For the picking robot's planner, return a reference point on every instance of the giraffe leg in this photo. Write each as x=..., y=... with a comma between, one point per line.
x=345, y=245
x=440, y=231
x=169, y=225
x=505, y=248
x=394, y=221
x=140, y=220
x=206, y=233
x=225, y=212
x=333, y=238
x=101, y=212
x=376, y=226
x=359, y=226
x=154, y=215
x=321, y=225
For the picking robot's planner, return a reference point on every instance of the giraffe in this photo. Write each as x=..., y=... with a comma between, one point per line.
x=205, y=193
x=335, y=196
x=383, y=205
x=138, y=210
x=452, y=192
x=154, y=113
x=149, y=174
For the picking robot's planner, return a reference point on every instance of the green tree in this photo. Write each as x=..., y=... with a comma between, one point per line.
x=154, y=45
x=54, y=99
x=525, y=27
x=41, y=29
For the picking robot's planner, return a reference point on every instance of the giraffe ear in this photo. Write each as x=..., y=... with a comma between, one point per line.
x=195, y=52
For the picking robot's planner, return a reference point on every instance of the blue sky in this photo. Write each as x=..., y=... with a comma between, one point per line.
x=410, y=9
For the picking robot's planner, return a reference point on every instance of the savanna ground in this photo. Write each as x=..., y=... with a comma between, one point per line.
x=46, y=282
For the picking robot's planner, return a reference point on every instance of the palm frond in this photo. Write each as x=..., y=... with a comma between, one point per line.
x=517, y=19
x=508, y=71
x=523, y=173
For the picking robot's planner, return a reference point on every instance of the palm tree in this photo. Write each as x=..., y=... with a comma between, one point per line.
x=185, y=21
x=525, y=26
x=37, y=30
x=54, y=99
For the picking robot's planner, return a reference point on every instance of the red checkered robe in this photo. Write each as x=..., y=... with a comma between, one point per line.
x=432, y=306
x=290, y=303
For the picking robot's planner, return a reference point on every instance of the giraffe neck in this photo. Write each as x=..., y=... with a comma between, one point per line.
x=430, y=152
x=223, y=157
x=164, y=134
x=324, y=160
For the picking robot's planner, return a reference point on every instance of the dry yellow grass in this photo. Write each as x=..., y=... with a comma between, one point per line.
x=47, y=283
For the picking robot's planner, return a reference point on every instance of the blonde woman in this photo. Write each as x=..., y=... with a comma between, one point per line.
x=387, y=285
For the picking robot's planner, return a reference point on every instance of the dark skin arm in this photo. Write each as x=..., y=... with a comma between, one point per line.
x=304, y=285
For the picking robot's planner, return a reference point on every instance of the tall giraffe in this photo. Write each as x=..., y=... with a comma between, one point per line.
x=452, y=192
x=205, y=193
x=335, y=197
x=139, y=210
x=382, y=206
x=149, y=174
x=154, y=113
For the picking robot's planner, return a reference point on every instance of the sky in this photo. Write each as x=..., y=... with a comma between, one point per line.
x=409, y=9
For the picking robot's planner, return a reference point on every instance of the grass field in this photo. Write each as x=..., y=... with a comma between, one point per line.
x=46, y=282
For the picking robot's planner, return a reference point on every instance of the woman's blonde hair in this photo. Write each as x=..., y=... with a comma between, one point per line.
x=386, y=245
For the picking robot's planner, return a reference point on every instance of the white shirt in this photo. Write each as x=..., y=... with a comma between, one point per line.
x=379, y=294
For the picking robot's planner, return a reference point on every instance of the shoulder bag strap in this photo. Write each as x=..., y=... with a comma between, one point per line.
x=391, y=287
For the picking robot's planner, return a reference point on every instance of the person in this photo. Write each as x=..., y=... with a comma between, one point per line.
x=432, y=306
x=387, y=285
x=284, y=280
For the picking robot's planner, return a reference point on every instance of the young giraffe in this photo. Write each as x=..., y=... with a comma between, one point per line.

++++++++++++++++++++

= Exercise directions =
Rewrite every item above with "reference point" changed to "target point", keeping all other wording as it is.

= Written answer =
For the picking robot's planner, return a target point on every instance of the giraffe leg in this photo. Write each as x=..., y=... with a comma between, one point per line.
x=345, y=245
x=440, y=231
x=169, y=225
x=505, y=248
x=394, y=221
x=140, y=220
x=206, y=233
x=225, y=212
x=333, y=238
x=101, y=212
x=376, y=226
x=359, y=226
x=154, y=215
x=321, y=225
For the picking robot's planner, return a target point on every instance of the giraffe in this photo. Write each as x=..., y=... with a comma between, one point per line.
x=205, y=193
x=335, y=196
x=383, y=205
x=138, y=210
x=452, y=192
x=154, y=113
x=149, y=174
For the picking robot's planner, return a target point on every instance of the green tree in this photo. Write each as x=..., y=... with a comma between, one point per line.
x=154, y=45
x=54, y=99
x=525, y=27
x=41, y=29
For the picking robot's planner, return a target point on every instance of the giraffe ear in this photo. Write each as x=..., y=... with a comma between, one point per line.
x=195, y=52
For the picking robot's planner, return a target point on every instance of the blue sky in this photo. Write each as x=..., y=... with a comma between, one point per line.
x=410, y=9
For the picking robot's planner, return a target point on every instance of the savanna ground in this photo. Write each as x=..., y=... with a comma between, one point per line.
x=46, y=282
For the picking robot's planner, return a target point on every instance of the palm frond in this photo. Write each as x=..., y=... with a comma between, one point per line.
x=517, y=19
x=508, y=71
x=523, y=173
For the picking robot's planner, return a target point on every instance of the palm tree in this photo. Write each as x=..., y=... with a comma between, one point per line.
x=185, y=21
x=525, y=26
x=37, y=30
x=54, y=99
For the picking robot's planner, return a target point on every instance of the red checkered robe in this photo. Write each as x=..., y=... with a comma between, one point per line.
x=432, y=306
x=290, y=303
For the picking robot's planner, return a target point on every instance of the giraffe neck in this photo. Write each as x=..., y=... with a comma between, one point per line.
x=430, y=152
x=223, y=157
x=164, y=134
x=324, y=160
For the picking robot's planner, return a target point on every instance of the dry yellow grass in this photo. Write each as x=..., y=... with a comma between, one point per line.
x=47, y=283
For the picking robot's planner, return a target point on every instance of the blonde woman in this photo. Write each as x=..., y=... with a comma between, one point per line.
x=387, y=285
For the picking robot's planner, return a target point on every instance of the dark skin arm in this photo. Write each as x=..., y=... with a comma between, one point per line.
x=304, y=285
For the picking robot's planner, return a target point on every instance of the tall giraffe in this photo. Write each as x=..., y=... with a comma between, one point per line.
x=452, y=192
x=205, y=193
x=335, y=197
x=139, y=210
x=382, y=206
x=149, y=174
x=154, y=113
For the picking robot's planner, return a target point on every instance of the sky in this photo. Write each as x=..., y=... with a comma between, one point per line.
x=409, y=9
For the picking robot's planner, return a target point on every instance of the grass field in this photo. Write each as x=..., y=... with a comma between, one point per line.
x=46, y=282
For the picking robot's planner, return a target point on every instance of the woman's blonde hair in this photo. Write each as x=..., y=... with a comma between, one point per line.
x=386, y=245
For the picking robot's planner, return a target point on every instance of the white shirt in this photo. Write each as x=..., y=... with a comma between, one point per line.
x=379, y=294
For the picking robot's planner, return a target point on every instance of the shoulder bag strap in this photo. Write each as x=..., y=... with a comma between, one point per line.
x=391, y=287
For the picking robot's planner, return a target point on every instance of the person in this photo. Write each as x=..., y=... with a comma between, one point per line.
x=432, y=306
x=387, y=285
x=284, y=280
For the picking robot's planner, return a target point on every instance of the young giraffe in this photo. Write each as x=..., y=... with a comma between, one point per line.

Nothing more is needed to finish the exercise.